Problem details →
Can you collect every line in the records below that contains the string "chain"? Matching is case-sensitive.

Excerpted records →

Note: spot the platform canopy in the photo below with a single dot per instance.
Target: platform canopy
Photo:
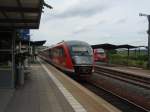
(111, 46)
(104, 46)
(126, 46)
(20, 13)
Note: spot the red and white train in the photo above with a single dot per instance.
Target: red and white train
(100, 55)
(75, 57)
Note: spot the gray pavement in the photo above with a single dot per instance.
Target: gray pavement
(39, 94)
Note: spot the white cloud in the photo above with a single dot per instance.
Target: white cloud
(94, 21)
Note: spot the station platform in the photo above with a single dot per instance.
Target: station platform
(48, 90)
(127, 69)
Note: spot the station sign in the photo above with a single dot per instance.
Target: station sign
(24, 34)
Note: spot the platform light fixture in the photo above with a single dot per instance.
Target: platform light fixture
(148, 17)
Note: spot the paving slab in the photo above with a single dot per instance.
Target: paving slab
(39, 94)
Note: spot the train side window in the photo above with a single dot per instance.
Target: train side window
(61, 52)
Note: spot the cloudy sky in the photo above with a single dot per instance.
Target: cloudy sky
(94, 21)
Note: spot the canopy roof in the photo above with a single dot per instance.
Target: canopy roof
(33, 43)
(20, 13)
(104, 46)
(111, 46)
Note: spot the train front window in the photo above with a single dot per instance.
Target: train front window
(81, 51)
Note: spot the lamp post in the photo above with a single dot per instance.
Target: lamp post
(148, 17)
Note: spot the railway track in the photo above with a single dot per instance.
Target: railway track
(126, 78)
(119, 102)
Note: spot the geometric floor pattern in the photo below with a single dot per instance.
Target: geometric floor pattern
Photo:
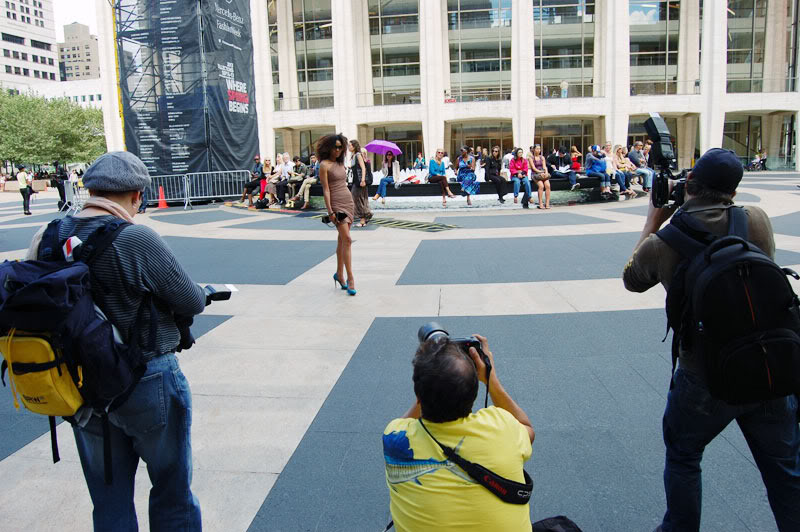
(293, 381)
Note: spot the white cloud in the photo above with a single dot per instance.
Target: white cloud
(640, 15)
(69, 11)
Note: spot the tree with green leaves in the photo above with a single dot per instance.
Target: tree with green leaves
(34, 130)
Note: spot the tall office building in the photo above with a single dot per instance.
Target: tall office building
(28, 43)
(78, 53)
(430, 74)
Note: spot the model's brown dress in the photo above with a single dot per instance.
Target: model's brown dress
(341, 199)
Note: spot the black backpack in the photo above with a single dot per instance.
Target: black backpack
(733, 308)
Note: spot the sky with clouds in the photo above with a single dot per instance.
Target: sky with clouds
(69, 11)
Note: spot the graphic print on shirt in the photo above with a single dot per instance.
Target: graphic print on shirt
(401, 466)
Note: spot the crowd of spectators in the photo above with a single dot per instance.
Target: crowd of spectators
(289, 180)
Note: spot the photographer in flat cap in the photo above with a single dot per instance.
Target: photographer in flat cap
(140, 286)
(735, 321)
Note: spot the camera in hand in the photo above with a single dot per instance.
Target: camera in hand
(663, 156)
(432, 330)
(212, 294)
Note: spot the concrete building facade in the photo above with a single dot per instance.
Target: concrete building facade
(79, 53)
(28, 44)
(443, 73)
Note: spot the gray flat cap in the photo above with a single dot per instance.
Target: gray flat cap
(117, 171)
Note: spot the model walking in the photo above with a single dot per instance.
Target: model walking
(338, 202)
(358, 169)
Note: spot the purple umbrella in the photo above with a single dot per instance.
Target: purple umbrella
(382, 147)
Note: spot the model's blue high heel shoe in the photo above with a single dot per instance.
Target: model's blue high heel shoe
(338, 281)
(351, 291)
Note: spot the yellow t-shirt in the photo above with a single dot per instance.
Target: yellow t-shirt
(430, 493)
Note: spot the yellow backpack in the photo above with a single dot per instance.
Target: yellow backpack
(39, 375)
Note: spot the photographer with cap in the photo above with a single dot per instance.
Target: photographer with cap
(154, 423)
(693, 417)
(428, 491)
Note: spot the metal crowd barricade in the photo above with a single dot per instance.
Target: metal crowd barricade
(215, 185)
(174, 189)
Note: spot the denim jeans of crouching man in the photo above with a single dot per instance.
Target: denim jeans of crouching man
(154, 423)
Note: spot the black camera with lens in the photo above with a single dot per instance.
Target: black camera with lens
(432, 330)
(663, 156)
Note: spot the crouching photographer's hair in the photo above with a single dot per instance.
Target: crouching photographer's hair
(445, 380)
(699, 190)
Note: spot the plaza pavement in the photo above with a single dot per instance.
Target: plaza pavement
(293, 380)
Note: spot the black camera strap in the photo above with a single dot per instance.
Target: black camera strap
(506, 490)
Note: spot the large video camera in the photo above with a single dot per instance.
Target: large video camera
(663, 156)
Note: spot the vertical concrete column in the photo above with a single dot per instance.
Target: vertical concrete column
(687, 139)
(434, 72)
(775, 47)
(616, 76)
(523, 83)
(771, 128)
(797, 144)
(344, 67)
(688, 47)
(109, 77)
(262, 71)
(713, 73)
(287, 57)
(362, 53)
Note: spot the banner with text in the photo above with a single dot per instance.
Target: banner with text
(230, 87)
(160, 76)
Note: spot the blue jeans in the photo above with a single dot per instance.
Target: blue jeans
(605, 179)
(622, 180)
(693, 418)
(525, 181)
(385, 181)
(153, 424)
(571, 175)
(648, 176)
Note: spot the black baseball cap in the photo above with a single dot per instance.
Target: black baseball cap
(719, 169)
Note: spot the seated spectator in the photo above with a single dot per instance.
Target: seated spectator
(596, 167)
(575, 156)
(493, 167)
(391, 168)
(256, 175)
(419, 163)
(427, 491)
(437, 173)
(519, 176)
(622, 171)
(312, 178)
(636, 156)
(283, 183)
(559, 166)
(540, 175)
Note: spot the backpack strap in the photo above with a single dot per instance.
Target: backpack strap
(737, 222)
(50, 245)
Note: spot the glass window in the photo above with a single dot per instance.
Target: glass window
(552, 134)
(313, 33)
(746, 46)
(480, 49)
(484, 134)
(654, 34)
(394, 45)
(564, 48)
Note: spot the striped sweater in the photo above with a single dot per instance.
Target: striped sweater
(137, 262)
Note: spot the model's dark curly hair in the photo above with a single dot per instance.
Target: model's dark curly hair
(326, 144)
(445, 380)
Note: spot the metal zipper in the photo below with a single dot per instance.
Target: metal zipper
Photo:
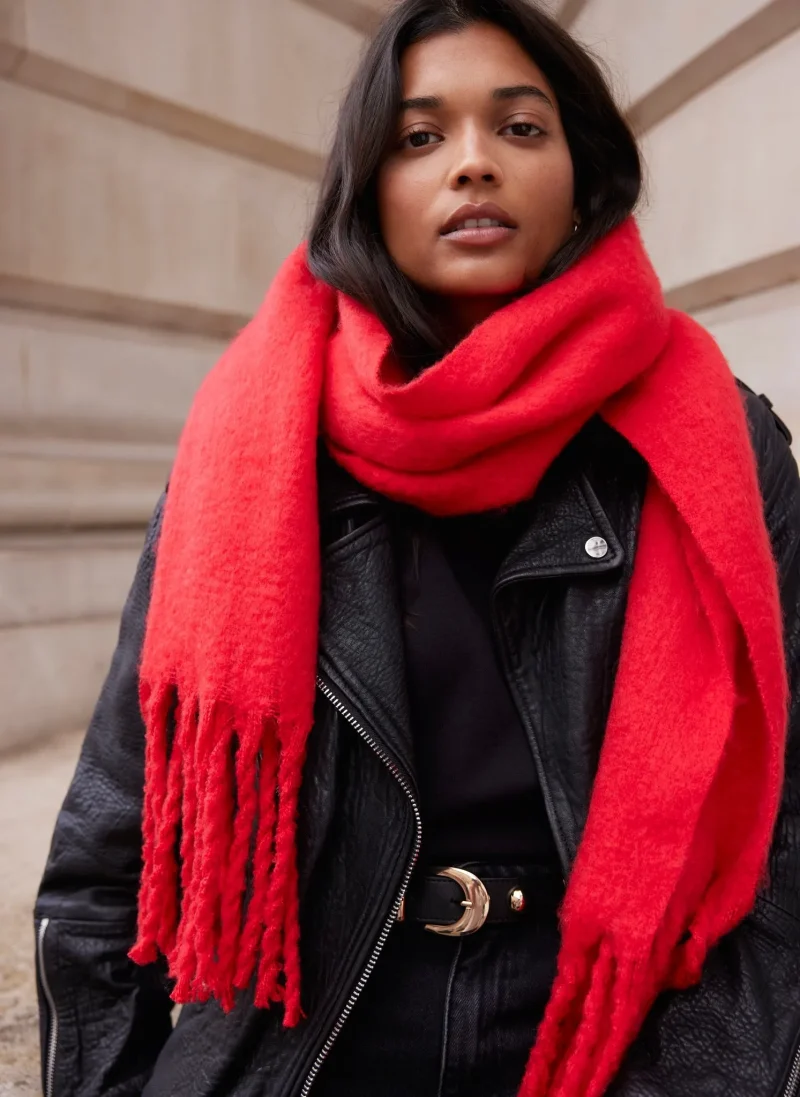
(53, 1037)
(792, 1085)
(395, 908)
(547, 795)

--

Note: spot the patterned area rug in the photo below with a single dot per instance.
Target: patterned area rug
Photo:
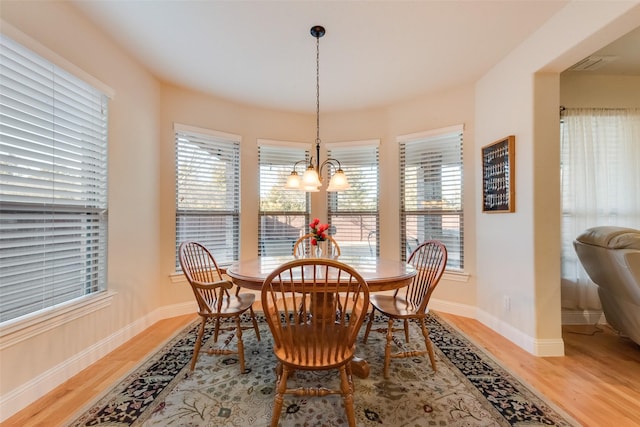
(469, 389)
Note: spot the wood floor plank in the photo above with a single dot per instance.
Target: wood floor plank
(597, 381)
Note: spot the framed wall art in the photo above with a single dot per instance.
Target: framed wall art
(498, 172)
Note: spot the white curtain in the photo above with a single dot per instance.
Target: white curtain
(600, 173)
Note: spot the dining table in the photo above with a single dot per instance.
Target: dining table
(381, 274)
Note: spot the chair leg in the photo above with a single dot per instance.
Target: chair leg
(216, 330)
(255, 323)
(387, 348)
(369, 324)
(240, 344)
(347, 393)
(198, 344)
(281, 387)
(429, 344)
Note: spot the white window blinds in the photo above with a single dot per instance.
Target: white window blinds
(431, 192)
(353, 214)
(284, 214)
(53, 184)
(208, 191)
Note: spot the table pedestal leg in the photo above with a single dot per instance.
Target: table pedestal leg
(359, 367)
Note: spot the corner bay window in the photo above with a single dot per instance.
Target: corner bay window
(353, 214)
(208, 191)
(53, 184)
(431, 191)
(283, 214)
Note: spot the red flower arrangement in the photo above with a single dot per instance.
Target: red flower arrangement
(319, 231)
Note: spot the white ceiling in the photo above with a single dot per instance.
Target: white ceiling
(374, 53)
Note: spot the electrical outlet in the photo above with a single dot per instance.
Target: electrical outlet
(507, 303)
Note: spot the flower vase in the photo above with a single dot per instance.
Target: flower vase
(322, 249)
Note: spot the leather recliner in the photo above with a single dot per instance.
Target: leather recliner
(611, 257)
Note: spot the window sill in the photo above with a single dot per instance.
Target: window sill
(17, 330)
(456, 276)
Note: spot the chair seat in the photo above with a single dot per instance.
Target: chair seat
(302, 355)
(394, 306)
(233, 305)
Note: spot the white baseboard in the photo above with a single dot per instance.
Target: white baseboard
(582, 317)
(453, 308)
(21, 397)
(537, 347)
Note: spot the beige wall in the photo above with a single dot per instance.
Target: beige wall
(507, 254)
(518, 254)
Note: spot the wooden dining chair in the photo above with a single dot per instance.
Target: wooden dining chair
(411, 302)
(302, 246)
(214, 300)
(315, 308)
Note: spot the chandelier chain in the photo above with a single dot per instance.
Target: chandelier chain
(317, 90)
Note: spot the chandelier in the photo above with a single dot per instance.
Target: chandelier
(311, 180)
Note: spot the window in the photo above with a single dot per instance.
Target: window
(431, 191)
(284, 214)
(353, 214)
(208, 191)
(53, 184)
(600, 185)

---

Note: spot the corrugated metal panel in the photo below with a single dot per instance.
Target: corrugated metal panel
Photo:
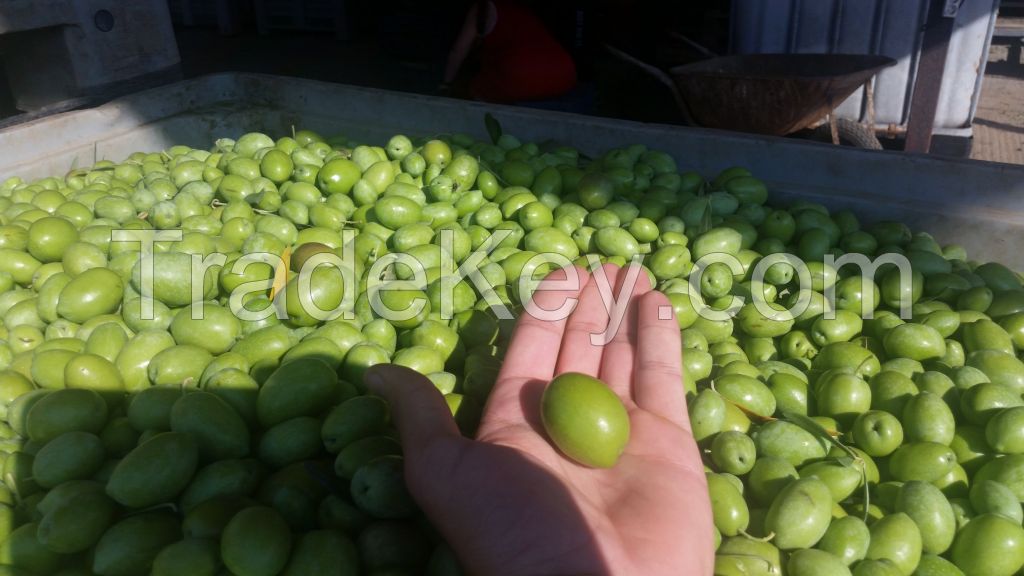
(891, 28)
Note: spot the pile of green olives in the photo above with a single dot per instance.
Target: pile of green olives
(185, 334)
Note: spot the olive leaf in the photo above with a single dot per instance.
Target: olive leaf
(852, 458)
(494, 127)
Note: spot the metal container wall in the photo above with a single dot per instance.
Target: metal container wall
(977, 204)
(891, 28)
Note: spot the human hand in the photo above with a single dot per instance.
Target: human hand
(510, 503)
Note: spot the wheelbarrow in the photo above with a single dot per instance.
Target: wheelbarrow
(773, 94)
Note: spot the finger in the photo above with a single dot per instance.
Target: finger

Exercise output →
Note: spot the chandelier chain in the photo above with a single dot per instance.
Target: chandelier chain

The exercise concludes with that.